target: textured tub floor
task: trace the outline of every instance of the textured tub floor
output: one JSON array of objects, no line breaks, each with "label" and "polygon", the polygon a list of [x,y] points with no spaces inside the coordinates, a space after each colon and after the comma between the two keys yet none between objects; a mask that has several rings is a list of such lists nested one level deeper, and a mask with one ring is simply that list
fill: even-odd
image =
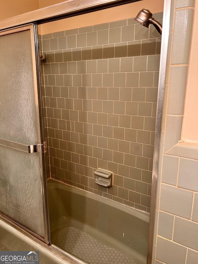
[{"label": "textured tub floor", "polygon": [[136,264],[114,249],[73,227],[54,230],[51,239],[52,244],[89,263]]}]

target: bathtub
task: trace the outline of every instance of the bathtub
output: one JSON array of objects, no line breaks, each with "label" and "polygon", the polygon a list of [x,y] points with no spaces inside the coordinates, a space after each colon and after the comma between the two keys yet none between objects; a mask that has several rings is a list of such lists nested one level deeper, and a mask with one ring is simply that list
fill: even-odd
[{"label": "bathtub", "polygon": [[[73,243],[69,237],[67,242],[63,242],[66,239],[63,237],[70,235],[68,228],[77,228],[79,232],[82,232],[80,240],[89,236],[88,239],[89,242],[91,239],[94,241],[96,240],[101,245],[108,245],[116,250],[115,252],[120,253],[121,255],[127,256],[127,259],[131,260],[128,262],[126,261],[126,262],[125,260],[122,262],[121,261],[120,263],[146,264],[148,214],[54,180],[48,180],[48,189],[52,245],[75,255],[73,252],[70,252],[71,249],[68,249],[66,245],[67,244],[69,246]],[[74,232],[76,234],[76,232]],[[77,238],[75,239],[76,243],[73,245],[72,249],[79,245],[80,239]],[[86,241],[82,243],[83,245]],[[89,247],[94,248],[93,245],[92,248]],[[102,246],[96,246],[103,248]],[[95,249],[93,250],[96,251]],[[79,251],[77,252],[78,255]],[[87,263],[101,263],[96,261],[93,261],[92,262],[91,260],[85,260],[80,253],[76,256],[82,259],[85,263],[87,261]],[[114,262],[108,260],[101,263],[111,264]]]}]

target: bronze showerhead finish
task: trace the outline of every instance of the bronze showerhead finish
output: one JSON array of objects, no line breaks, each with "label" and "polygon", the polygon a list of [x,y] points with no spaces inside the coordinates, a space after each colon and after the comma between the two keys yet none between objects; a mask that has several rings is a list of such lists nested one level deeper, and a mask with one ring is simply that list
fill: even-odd
[{"label": "bronze showerhead finish", "polygon": [[150,24],[153,24],[159,33],[161,35],[161,24],[152,16],[153,14],[149,10],[143,8],[140,11],[134,20],[146,28],[148,28]]}]

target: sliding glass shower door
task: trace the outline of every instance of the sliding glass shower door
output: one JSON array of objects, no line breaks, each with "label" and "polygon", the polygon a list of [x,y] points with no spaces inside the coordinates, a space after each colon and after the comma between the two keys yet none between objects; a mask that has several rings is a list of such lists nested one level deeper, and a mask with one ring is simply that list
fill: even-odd
[{"label": "sliding glass shower door", "polygon": [[0,32],[0,213],[47,242],[35,27]]}]

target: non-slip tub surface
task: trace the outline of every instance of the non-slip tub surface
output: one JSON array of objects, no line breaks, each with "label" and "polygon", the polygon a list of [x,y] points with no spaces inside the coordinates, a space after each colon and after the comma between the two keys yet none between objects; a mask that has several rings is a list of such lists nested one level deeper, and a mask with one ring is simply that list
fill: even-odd
[{"label": "non-slip tub surface", "polygon": [[51,233],[52,242],[89,263],[138,264],[83,231],[65,226]]}]

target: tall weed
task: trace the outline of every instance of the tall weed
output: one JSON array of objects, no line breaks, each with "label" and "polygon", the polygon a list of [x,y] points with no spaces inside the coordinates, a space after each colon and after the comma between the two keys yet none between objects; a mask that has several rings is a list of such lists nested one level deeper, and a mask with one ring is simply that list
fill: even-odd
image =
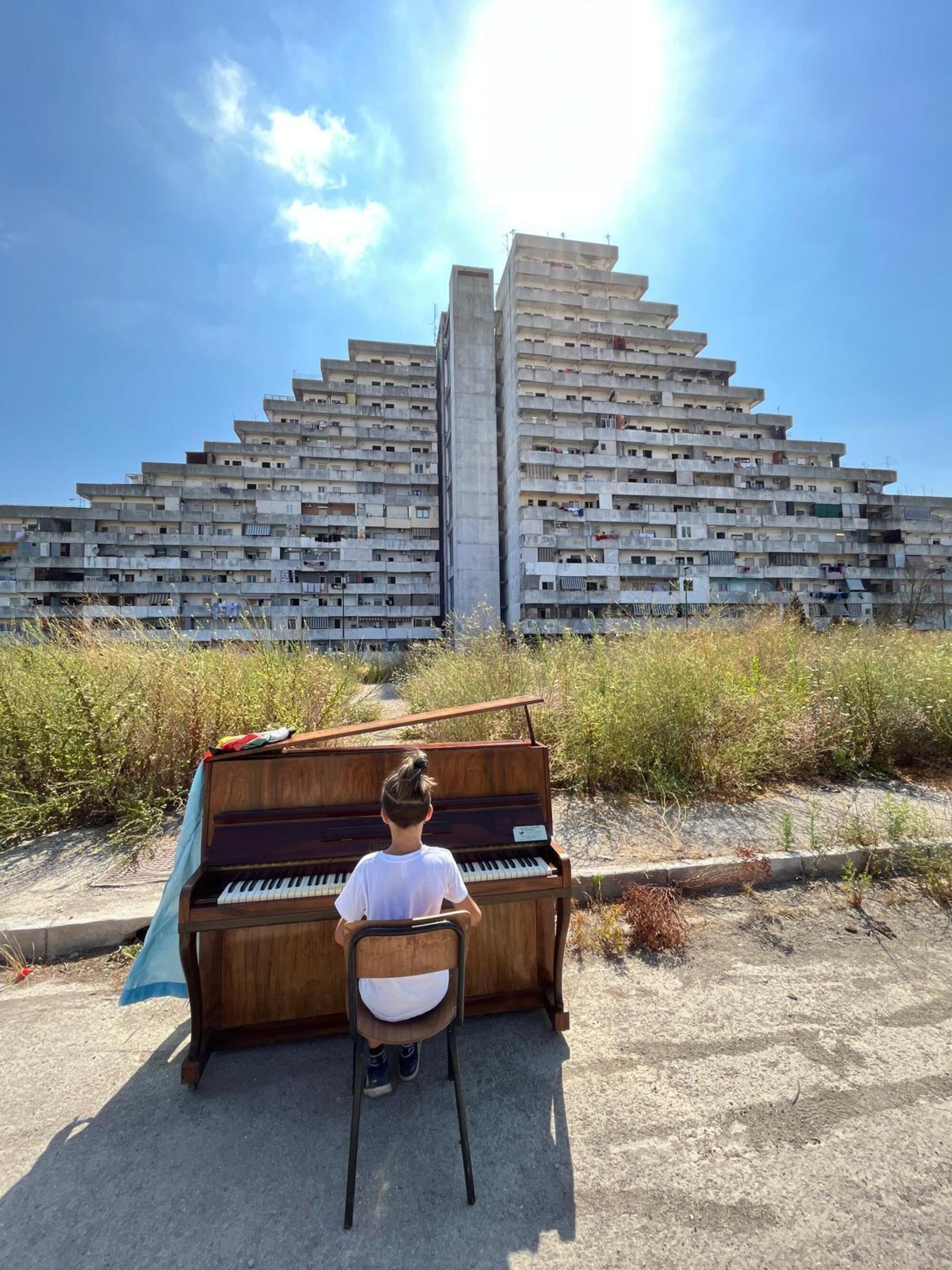
[{"label": "tall weed", "polygon": [[[737,796],[770,782],[952,759],[952,635],[763,617],[737,627],[517,640],[458,626],[410,654],[414,710],[543,696],[536,733],[557,784],[658,798]],[[515,711],[443,738],[522,735]]]},{"label": "tall weed", "polygon": [[199,649],[74,627],[0,644],[0,843],[118,818],[152,828],[218,737],[373,718],[355,659],[260,643]]}]

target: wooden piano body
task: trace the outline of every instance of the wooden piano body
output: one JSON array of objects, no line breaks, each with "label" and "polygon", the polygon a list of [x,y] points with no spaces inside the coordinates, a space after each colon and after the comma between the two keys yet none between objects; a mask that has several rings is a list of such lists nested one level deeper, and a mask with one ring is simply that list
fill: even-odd
[{"label": "wooden piano body", "polygon": [[[438,711],[447,718],[510,698]],[[387,720],[392,728],[402,720]],[[300,748],[374,725],[300,737],[297,744],[216,754],[206,759],[202,862],[179,902],[179,940],[192,1008],[192,1041],[182,1080],[195,1086],[209,1054],[347,1030],[344,955],[334,941],[334,897],[218,903],[236,878],[341,872],[387,846],[380,819],[383,779],[406,744]],[[531,726],[531,721],[529,721]],[[432,846],[459,861],[545,860],[546,876],[471,881],[482,908],[466,966],[471,1013],[545,1007],[553,1029],[569,1026],[562,960],[571,870],[552,841],[548,751],[528,740],[425,744],[437,781]]]}]

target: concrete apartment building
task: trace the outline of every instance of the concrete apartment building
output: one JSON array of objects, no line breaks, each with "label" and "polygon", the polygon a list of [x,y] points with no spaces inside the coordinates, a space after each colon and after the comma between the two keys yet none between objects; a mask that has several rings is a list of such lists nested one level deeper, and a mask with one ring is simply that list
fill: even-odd
[{"label": "concrete apartment building", "polygon": [[434,351],[350,340],[182,464],[0,507],[0,624],[117,616],[195,640],[387,648],[439,634]]},{"label": "concrete apartment building", "polygon": [[[915,603],[916,624],[942,625],[952,499],[883,494],[894,471],[791,437],[790,415],[757,410],[763,390],[732,384],[735,363],[703,357],[707,335],[677,329],[677,306],[646,301],[647,278],[616,273],[617,258],[604,243],[517,234],[503,271],[506,625],[584,634],[795,594],[817,622]],[[452,528],[448,509],[444,538]]]},{"label": "concrete apartment building", "polygon": [[793,596],[817,624],[947,624],[952,499],[791,436],[617,258],[517,234],[495,296],[453,268],[435,348],[352,340],[236,441],[79,485],[88,507],[0,507],[0,630],[395,649],[481,603],[588,634]]}]

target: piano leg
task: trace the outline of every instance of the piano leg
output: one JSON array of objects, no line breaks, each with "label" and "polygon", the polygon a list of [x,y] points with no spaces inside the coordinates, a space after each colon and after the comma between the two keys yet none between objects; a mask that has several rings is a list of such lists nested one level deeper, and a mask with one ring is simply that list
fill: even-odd
[{"label": "piano leg", "polygon": [[194,1090],[202,1078],[211,1050],[202,1027],[202,975],[198,969],[198,935],[194,931],[190,935],[179,935],[179,956],[192,1011],[192,1041],[182,1064],[182,1083]]},{"label": "piano leg", "polygon": [[350,1083],[350,1152],[347,1161],[347,1198],[344,1200],[344,1229],[354,1224],[354,1186],[357,1182],[357,1143],[360,1135],[360,1096],[363,1093],[363,1048],[354,1041],[354,1063]]},{"label": "piano leg", "polygon": [[571,919],[571,899],[561,897],[556,902],[556,932],[552,950],[552,986],[546,992],[546,1011],[552,1024],[552,1031],[569,1030],[569,1011],[562,1001],[562,963],[565,960],[565,941],[569,939]]}]

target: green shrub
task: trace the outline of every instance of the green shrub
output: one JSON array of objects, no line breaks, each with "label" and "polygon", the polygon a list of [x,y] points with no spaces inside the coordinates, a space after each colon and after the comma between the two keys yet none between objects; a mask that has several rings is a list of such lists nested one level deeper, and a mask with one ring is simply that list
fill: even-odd
[{"label": "green shrub", "polygon": [[152,829],[220,737],[373,718],[355,659],[72,626],[0,644],[0,843],[118,818]]},{"label": "green shrub", "polygon": [[[413,710],[537,693],[536,733],[564,786],[739,796],[779,780],[952,758],[952,636],[764,617],[548,641],[463,625],[414,650]],[[443,738],[523,734],[517,711]]]}]

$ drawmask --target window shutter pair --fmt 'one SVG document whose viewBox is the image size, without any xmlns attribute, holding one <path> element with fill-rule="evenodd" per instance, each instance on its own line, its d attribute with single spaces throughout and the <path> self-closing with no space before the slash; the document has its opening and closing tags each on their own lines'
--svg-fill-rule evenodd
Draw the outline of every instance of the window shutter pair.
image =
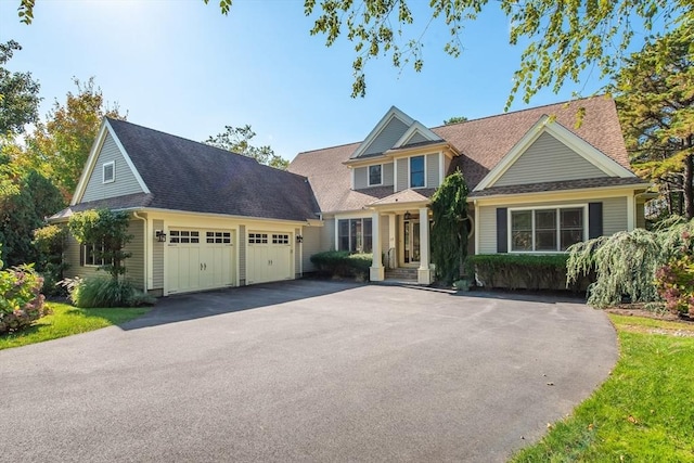
<svg viewBox="0 0 694 463">
<path fill-rule="evenodd" d="M 603 203 L 588 203 L 588 237 L 603 234 Z M 497 253 L 509 252 L 509 208 L 497 208 Z"/>
</svg>

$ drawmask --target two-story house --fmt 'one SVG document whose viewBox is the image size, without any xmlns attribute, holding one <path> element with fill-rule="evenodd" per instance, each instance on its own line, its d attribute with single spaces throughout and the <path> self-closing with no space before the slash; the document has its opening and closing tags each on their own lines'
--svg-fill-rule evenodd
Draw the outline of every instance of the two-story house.
<svg viewBox="0 0 694 463">
<path fill-rule="evenodd" d="M 435 128 L 391 107 L 362 141 L 299 153 L 288 171 L 104 119 L 70 206 L 51 220 L 130 211 L 128 278 L 156 295 L 294 279 L 329 249 L 373 253 L 372 281 L 399 268 L 428 284 L 428 206 L 455 169 L 474 254 L 562 253 L 644 224 L 648 184 L 604 97 Z M 98 243 L 70 240 L 68 275 L 93 274 Z"/>
</svg>

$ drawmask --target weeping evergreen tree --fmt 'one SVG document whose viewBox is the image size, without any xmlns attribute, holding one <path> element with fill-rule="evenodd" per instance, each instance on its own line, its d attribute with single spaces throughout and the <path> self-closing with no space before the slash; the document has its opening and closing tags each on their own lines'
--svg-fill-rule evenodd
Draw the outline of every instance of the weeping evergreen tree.
<svg viewBox="0 0 694 463">
<path fill-rule="evenodd" d="M 595 283 L 588 288 L 590 306 L 614 306 L 624 296 L 632 303 L 660 300 L 656 272 L 692 235 L 694 220 L 674 217 L 655 231 L 634 229 L 577 243 L 568 248 L 567 284 L 594 270 Z"/>
<path fill-rule="evenodd" d="M 436 190 L 432 211 L 432 261 L 436 265 L 436 279 L 450 285 L 460 279 L 467 256 L 467 184 L 460 170 Z"/>
</svg>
^^^^^^^^^^^^^^^^
- _Aim_: Lay out the listing as a Markdown table with the columns Row and Line, starting from the first line and ending with the line that contains "task: trace the outline of every instance of the textured", with that line included. Give each line its own row number, and leave out any blank lines.

- _Expected answer_:
| Row | Line |
|---|---|
| 1 | target: textured tub floor |
| 2 | task: trace the outline of every instance of the textured tub floor |